Engagera-t-il sa responsabilité pour autant ?
Certains experts bénéficient d'une responsabilité civile - prenez soin d'en parler au préalable.
Le coût de ce mesurage pourra être déduit lors du calcul de votre plus-value.
Notez enfin que cette attestation Loi Carrez est valable de façon illimitée : vous n'aurez pas à la renouveler (sauf si vous engagez des modifications à l'intérieur de votre bien).
Comme nous venons de le voir, la question de la hauteur sous plafond en loi Carrez peut se révéler particulièrement piégeux. Il vaut mieux avoir une bonne expertise pour effectuer ce calcul.
Que la hauteur en loi Carrez soit un critère à respecter semble finalement relever du bon sens. Vous vous imaginez demeurer dans une maison avec un plafond inférieur à 1,80 m ? Compliqué sans doute. Même si certaines maisons traditionnelles alsaciennes par exemple présentent des plafonds particulièrement bas 😀 .
Encore une fois, ne mégotez pas sur cette obligation car elle peut vous coûter cher, tandis que la réalisation d'un mesurage par un professionnel vous coûtera entre 50 e et 150 € - en fonction notamment de la surface du bien. Le jeu n'en vaut clairement pas la chandelle.
+-------+
Tâche donnée A ->
Indiquez uniquement le nombre de lignes des enregistrements qui contiennent la chaîne "stream".

Éléments issus d'un jeu de données
+-------+
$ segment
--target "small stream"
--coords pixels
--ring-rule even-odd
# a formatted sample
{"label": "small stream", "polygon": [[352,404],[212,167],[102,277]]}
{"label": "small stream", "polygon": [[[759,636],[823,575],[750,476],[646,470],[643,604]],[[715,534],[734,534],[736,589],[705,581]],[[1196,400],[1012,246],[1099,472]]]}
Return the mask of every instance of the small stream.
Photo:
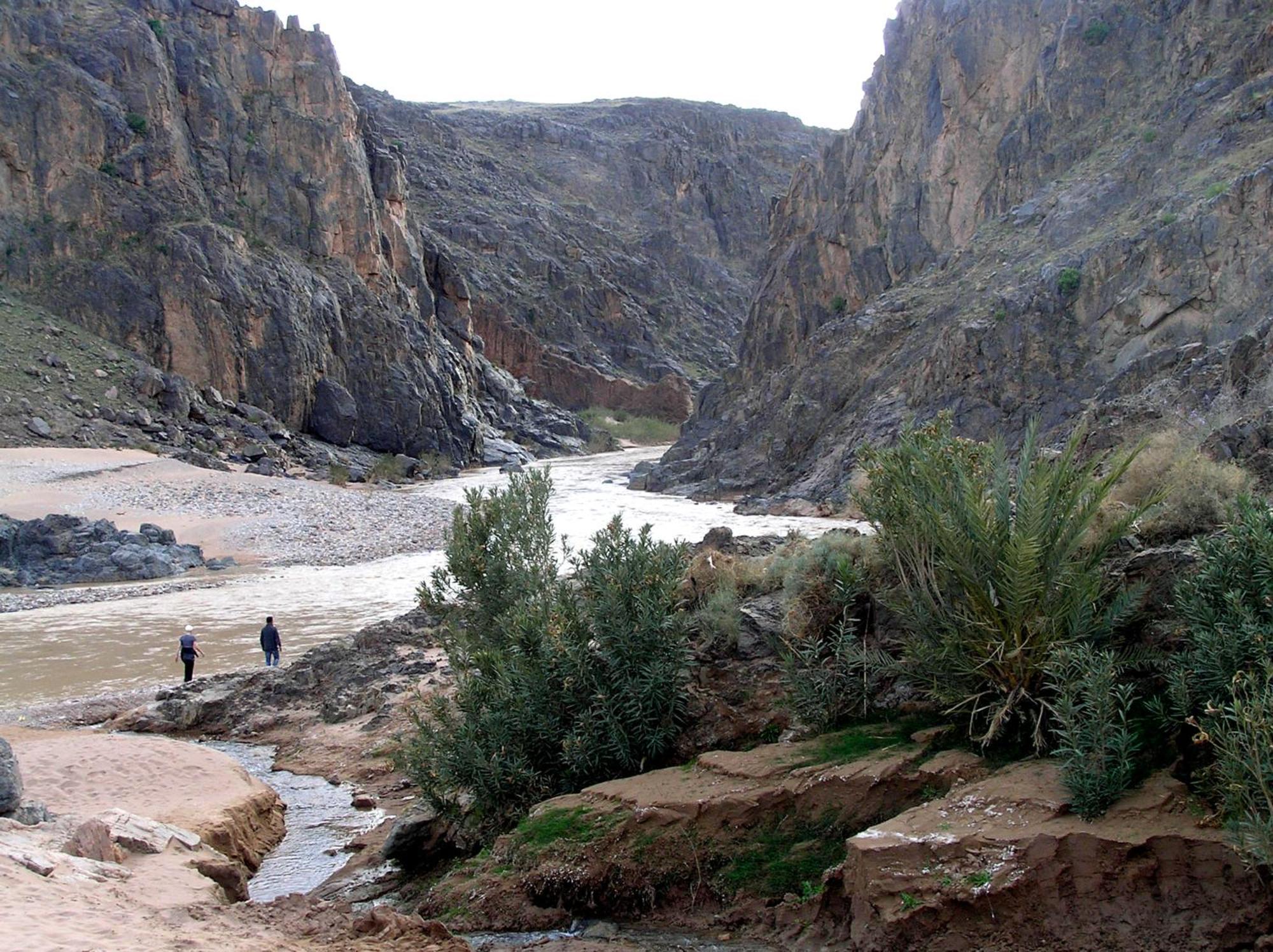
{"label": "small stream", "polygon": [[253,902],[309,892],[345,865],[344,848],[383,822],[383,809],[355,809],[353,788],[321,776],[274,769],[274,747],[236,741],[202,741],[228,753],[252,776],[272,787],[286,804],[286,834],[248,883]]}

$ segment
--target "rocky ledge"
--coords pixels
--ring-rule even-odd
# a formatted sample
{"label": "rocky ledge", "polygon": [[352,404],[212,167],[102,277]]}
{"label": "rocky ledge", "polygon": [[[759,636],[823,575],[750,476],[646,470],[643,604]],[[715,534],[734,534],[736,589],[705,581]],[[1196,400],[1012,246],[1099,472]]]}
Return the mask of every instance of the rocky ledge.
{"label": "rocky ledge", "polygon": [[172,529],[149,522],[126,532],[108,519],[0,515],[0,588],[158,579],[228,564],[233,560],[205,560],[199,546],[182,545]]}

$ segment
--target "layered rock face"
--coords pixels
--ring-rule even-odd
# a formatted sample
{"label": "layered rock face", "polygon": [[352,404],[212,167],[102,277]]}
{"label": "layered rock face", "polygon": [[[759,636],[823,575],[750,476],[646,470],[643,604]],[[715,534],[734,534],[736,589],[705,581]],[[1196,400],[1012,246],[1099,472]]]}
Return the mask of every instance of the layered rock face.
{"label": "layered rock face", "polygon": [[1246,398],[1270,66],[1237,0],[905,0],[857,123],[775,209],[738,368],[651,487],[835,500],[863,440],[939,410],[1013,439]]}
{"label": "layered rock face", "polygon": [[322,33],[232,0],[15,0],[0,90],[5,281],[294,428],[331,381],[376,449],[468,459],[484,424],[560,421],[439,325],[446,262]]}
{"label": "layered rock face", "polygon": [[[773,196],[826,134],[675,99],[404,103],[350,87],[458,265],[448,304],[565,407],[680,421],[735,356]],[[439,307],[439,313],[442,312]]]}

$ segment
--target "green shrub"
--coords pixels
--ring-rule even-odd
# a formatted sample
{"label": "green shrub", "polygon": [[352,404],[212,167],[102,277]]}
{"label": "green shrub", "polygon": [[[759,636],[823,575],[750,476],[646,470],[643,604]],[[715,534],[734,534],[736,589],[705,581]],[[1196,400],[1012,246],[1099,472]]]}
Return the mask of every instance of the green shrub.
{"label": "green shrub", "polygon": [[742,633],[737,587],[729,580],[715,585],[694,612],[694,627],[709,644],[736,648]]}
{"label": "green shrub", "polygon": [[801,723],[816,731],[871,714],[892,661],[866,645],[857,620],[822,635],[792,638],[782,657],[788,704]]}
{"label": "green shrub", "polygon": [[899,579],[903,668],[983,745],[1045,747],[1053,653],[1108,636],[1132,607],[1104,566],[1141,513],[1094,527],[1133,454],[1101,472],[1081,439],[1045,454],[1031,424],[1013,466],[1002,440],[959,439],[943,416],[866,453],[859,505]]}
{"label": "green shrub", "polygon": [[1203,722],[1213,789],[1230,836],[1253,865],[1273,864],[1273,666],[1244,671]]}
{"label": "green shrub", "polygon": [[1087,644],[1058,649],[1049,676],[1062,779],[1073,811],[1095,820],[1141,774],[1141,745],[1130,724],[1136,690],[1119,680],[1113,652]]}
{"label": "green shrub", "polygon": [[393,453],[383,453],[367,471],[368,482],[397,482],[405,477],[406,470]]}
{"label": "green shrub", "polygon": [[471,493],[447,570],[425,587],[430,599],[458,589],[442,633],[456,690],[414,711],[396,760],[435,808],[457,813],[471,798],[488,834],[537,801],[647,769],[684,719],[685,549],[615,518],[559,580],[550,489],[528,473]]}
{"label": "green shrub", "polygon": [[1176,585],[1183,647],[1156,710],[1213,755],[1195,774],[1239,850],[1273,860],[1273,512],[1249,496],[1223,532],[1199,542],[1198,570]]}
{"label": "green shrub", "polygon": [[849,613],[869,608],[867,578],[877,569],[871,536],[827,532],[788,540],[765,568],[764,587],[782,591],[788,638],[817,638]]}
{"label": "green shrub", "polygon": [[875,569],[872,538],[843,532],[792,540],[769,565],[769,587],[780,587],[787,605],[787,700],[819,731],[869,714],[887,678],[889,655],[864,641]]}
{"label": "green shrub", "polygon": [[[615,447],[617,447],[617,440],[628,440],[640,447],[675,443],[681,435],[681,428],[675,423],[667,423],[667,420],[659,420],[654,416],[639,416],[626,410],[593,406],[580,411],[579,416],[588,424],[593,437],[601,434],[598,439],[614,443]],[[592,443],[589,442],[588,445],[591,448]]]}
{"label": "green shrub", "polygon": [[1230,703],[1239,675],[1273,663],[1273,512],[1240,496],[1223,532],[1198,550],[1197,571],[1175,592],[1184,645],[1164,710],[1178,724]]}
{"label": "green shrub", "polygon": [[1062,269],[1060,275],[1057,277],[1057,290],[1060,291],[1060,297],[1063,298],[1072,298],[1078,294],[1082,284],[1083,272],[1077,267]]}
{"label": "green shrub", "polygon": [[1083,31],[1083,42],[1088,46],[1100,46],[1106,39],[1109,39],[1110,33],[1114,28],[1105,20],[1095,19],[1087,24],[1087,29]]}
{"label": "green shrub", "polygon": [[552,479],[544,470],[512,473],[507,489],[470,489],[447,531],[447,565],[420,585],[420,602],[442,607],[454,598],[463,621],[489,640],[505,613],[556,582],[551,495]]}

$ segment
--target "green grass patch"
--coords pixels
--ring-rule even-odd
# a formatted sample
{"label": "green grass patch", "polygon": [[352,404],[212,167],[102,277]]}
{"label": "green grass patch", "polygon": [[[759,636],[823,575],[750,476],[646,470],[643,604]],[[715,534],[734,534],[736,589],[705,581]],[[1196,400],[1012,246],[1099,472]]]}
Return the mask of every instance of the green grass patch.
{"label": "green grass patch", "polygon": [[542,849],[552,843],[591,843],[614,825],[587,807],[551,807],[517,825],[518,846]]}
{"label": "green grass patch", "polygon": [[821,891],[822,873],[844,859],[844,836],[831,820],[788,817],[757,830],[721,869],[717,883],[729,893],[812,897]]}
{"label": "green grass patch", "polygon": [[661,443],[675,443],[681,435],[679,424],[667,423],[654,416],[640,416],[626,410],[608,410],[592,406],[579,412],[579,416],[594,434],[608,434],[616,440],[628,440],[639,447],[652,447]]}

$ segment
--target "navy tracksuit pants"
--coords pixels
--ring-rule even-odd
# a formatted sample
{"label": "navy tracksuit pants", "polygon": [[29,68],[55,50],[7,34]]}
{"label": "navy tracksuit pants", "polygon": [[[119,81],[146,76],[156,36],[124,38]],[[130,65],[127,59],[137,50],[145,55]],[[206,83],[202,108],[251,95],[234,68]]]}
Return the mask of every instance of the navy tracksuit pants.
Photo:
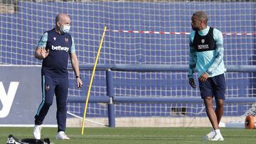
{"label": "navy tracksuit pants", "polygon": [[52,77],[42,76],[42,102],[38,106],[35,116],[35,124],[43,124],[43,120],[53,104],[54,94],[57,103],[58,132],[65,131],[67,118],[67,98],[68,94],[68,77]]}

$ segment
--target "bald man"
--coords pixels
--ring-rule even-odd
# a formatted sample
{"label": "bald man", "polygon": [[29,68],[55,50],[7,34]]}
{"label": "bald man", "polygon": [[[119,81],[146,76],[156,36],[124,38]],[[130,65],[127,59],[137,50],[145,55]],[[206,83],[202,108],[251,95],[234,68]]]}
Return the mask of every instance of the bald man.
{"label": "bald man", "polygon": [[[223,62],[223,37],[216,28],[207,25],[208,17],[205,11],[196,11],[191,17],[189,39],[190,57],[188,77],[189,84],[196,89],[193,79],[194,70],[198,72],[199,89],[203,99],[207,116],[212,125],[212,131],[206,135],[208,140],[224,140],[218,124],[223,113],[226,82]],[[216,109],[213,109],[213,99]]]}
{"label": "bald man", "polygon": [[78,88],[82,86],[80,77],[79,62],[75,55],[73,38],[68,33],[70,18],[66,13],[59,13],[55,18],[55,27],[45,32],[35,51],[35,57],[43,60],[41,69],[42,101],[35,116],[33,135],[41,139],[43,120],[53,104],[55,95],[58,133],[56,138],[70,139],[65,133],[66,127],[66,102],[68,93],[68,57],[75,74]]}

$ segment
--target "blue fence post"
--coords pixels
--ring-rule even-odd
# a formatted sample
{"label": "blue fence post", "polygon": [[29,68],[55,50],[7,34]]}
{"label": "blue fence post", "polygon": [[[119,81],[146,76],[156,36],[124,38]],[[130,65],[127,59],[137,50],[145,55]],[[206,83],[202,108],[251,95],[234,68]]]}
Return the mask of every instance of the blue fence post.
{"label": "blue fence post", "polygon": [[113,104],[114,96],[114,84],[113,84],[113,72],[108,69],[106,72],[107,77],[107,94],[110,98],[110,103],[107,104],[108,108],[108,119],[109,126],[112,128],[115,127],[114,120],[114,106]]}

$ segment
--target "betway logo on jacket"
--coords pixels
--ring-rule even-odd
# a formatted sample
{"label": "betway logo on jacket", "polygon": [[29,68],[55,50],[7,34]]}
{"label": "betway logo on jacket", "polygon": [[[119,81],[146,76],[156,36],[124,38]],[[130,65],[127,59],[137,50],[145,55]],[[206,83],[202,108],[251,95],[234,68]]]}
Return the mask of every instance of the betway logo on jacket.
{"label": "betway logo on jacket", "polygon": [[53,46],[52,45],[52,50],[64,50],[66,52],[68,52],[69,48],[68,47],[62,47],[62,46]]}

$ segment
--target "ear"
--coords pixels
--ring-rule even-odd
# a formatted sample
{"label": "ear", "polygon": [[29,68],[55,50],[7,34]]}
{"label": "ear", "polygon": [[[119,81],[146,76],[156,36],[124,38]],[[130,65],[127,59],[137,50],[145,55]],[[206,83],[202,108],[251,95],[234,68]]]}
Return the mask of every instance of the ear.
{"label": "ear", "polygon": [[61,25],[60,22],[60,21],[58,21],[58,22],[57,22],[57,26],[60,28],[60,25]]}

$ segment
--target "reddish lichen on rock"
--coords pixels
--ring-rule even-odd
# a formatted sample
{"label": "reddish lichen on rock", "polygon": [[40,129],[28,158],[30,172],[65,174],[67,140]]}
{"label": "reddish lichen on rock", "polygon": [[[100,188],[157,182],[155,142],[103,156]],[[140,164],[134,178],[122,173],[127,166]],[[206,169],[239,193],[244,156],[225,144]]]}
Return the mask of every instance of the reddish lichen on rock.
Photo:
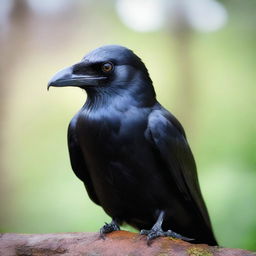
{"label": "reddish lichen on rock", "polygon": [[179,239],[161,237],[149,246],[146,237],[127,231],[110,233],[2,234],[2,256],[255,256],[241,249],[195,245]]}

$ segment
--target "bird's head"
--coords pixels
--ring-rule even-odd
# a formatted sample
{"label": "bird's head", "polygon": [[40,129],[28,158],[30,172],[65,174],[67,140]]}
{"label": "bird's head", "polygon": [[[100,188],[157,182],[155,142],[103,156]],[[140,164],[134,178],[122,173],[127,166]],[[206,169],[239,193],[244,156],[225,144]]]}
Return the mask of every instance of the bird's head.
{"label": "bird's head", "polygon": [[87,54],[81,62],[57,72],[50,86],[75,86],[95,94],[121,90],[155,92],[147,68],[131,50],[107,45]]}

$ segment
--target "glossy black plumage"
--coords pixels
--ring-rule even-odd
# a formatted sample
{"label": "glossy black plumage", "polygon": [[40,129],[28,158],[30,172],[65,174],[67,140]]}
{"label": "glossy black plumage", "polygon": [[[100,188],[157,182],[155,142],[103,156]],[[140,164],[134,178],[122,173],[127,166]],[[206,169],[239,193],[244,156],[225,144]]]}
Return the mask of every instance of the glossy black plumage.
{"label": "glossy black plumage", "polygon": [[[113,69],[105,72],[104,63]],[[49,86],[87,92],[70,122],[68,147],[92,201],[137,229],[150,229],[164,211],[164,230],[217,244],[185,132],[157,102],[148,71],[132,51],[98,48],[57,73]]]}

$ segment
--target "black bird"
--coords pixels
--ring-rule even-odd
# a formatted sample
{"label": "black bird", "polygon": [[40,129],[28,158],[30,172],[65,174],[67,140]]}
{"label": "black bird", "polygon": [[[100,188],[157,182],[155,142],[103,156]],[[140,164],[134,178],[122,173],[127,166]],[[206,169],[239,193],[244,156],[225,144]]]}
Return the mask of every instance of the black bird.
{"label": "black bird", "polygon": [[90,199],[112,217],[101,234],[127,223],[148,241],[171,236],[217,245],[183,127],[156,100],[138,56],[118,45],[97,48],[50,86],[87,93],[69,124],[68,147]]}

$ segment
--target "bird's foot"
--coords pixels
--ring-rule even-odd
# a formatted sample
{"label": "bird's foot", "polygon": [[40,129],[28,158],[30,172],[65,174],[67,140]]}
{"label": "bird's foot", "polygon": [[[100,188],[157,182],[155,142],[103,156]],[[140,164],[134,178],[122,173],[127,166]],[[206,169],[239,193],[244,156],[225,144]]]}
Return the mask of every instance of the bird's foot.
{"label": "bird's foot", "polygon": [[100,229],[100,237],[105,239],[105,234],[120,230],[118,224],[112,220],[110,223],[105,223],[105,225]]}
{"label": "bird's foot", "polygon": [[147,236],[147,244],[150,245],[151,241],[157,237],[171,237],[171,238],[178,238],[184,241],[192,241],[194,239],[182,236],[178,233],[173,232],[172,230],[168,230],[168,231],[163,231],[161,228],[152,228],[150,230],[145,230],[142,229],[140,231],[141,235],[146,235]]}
+-------+
Tâche donnée B ->
Répondez aux questions suivantes à partir de l'extrait sur la loi Carrez :
(i) Pour quelle durée l'attestation Loi Carrez est-elle valable ?
(ii) Lors du calcul de quoi le coût du mesurage peut-il être déduit ?
(iii) Quelles maisons sont données en exemple pour leurs plafonds particulièrement bas ?

Sortie de tâche A ->
5

Sortie de tâche B ->
(i) De façon illimitée.
(ii) De la plus-value.
(iii) Certaines maisons traditionnelles alsaciennes.